Stored data entries:
- - - -
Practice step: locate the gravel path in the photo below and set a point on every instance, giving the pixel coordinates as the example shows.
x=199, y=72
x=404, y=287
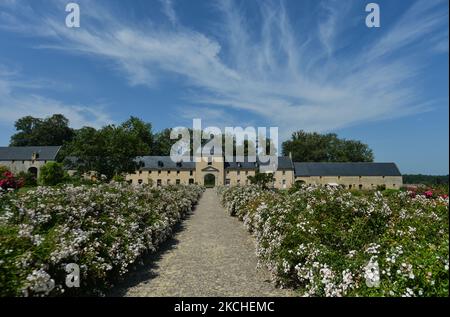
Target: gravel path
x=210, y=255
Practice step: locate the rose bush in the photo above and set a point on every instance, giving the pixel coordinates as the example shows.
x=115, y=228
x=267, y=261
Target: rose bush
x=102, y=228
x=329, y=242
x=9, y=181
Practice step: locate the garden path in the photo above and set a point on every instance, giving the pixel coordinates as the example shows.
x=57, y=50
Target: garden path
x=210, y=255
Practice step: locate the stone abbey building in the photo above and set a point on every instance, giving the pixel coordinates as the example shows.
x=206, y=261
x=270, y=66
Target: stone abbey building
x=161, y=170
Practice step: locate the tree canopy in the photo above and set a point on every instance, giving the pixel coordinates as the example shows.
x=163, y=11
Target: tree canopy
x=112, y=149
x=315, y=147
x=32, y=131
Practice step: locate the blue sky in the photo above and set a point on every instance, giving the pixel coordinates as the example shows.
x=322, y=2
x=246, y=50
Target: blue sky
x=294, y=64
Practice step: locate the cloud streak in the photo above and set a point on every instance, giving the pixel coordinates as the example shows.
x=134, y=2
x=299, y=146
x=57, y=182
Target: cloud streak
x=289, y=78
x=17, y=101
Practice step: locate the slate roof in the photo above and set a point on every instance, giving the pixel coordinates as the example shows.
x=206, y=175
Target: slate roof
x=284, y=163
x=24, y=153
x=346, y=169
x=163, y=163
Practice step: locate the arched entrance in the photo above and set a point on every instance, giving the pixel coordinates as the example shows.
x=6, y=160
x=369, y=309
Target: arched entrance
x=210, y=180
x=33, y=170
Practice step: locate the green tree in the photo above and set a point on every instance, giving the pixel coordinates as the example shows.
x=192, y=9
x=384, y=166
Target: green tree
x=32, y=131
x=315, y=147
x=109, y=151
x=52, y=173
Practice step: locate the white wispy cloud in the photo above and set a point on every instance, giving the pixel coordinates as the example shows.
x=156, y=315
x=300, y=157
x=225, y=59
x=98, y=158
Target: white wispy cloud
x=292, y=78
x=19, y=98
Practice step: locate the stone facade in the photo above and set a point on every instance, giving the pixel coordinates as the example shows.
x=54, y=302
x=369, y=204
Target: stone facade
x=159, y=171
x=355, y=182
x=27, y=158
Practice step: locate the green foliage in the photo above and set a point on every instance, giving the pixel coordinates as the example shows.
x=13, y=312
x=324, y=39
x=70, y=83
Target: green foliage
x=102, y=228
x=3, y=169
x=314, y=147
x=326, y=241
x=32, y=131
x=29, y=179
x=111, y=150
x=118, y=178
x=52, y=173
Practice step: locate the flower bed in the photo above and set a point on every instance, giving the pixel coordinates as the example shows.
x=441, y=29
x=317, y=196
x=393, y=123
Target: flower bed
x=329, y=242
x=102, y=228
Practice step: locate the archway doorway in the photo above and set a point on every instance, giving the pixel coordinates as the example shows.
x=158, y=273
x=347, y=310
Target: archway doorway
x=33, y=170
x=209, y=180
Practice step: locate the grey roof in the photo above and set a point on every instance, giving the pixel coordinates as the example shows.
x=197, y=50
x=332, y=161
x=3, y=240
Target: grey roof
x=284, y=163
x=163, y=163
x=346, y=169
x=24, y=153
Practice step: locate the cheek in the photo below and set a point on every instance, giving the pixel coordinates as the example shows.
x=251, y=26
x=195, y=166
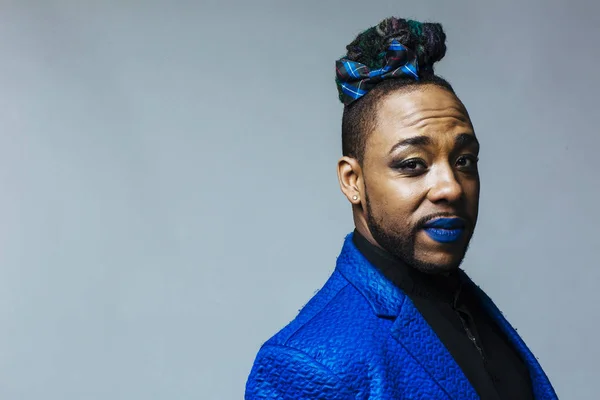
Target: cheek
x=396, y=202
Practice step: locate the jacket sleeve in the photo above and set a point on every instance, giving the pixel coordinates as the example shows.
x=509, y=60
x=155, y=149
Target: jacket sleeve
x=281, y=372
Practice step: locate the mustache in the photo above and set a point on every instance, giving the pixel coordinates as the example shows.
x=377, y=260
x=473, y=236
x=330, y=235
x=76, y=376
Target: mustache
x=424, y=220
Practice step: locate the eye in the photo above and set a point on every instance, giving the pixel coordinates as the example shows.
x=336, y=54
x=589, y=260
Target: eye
- - - -
Above are the records; report each line in them that includes the word "below".

--- Written solution ---
Practice step: locate the gravel path in the photo below and set a point on every instance, giving the pixel coordinates as the example shows.
Practice step: locate the cheek in the photo below and set a point on every instance, giving the pixel coordinates as the example shows.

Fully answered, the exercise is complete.